### Extracted information
** BEGIN **

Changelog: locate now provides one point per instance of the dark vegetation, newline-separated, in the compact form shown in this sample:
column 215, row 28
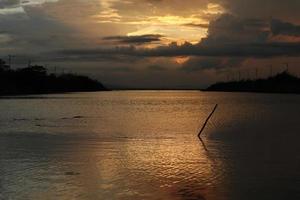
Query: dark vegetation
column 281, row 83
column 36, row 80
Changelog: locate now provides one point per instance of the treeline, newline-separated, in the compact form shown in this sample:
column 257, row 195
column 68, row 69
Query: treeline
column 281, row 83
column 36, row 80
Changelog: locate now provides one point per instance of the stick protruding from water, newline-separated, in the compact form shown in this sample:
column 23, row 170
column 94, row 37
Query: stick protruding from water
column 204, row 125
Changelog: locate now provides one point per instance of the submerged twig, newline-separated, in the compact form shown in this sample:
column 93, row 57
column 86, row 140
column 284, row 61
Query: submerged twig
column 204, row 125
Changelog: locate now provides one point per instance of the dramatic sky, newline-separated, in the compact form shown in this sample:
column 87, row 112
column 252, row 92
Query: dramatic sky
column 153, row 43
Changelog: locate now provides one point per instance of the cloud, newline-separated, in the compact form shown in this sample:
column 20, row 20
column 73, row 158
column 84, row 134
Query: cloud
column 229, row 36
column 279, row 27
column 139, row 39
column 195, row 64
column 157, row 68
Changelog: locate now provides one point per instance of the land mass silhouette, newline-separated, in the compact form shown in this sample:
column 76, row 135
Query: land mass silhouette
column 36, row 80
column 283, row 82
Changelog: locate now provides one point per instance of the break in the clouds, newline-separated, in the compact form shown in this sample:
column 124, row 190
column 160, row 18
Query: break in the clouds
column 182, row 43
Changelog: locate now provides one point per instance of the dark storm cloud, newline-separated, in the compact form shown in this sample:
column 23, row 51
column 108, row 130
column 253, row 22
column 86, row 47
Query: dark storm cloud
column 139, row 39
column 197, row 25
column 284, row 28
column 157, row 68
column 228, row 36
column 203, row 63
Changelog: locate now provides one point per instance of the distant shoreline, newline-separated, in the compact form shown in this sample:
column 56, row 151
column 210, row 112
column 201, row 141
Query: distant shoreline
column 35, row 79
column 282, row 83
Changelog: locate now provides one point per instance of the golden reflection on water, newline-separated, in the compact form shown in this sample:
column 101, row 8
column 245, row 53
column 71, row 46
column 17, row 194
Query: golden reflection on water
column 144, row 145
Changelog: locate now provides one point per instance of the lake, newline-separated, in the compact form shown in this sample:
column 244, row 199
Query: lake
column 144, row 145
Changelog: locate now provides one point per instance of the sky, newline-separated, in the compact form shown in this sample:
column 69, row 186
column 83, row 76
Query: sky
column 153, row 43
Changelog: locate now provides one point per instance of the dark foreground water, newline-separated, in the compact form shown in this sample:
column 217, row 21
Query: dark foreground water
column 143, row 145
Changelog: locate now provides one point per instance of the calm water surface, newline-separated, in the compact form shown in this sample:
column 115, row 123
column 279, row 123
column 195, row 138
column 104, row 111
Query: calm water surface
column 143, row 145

** END **

### Given exercise
Reproduce the entire listing above with "Prompt" substituted for each occurrence of "Query" and every other line kept unchanged. Leave the pictures out of your answer.

### Full solution
Changelog: locate now provides one point per instance of the dark vegetation, newline-separated, in the compact form shown in this sample:
column 215, row 28
Prompt: dark vegetation
column 281, row 83
column 36, row 80
Changelog: locate now provides one point per instance of the treeline, newline-separated, in the compact form shown in this sample:
column 257, row 195
column 68, row 69
Prompt: treeline
column 281, row 83
column 36, row 80
Changelog: locate now provides one point per instance of the stick protruding from water, newline-separated, in the compact form shown in this sample:
column 23, row 170
column 94, row 37
Prompt: stick protruding from water
column 204, row 125
Changelog: locate now provides one point per instance of the submerged twig, newline-separated, in the compact form shown in this sample:
column 93, row 57
column 86, row 140
column 284, row 61
Prompt: submerged twig
column 204, row 125
Changelog: locate now provides one point per instance of the dramatic sky, newline-separated, in the compact form shown in this sample:
column 87, row 112
column 252, row 92
Prompt: dramatic sky
column 153, row 43
Changelog: locate now provides one point per instance of the cloud, newline-separated, in the compact form shown in this sample:
column 20, row 20
column 73, row 158
column 84, row 134
Prompt: cloud
column 229, row 36
column 279, row 27
column 139, row 39
column 195, row 64
column 157, row 68
Changelog: locate now provides one point per instance of the land mass silhouette, newline-separated, in the compact form shown in this sample:
column 76, row 135
Prompt: land mass silhouette
column 36, row 80
column 283, row 82
Changelog: locate now provides one point per instance of the break in the clouds, newline-separated, in the compact form shown in this sample:
column 124, row 190
column 160, row 18
Prompt: break in the clouds
column 182, row 43
Changelog: locate now provides one point per instance of the dark storm cloud, newline-separated, in the compact form shown in this sample:
column 23, row 51
column 108, row 130
column 253, row 22
column 86, row 47
Prompt: dark storm cloud
column 139, row 39
column 197, row 25
column 284, row 28
column 157, row 68
column 228, row 36
column 203, row 63
Changelog: locate now provides one point per instance of the distant shoreline, newline-separated, in the compact form shown in this sample:
column 56, row 151
column 210, row 112
column 201, row 141
Prompt: distant shoreline
column 35, row 79
column 282, row 83
Changelog: locate now provides one point per instance of the golden reflection on water, newline-separated, in the compact form shown in this sample:
column 101, row 8
column 245, row 53
column 71, row 46
column 17, row 194
Prompt: golden reflection on water
column 144, row 145
Changelog: locate now provides one point per instance of the lake, newline-separated, in the compact form shown in this sample:
column 244, row 199
Prompt: lake
column 144, row 145
Changelog: locate now provides one point per instance of the sky, newline-separated, in the compact form shown in this sample:
column 69, row 186
column 83, row 76
Prompt: sky
column 153, row 43
Changelog: locate now provides one point per instance of the dark foreground water, newline-separated, in the compact form shown in this sample:
column 217, row 21
Prompt: dark foreground water
column 143, row 145
Changelog: locate now provides one point per instance of the calm water surface, newline-separated, in the compact form shown in this sample:
column 115, row 123
column 279, row 123
column 195, row 138
column 104, row 111
Prompt: calm water surface
column 143, row 145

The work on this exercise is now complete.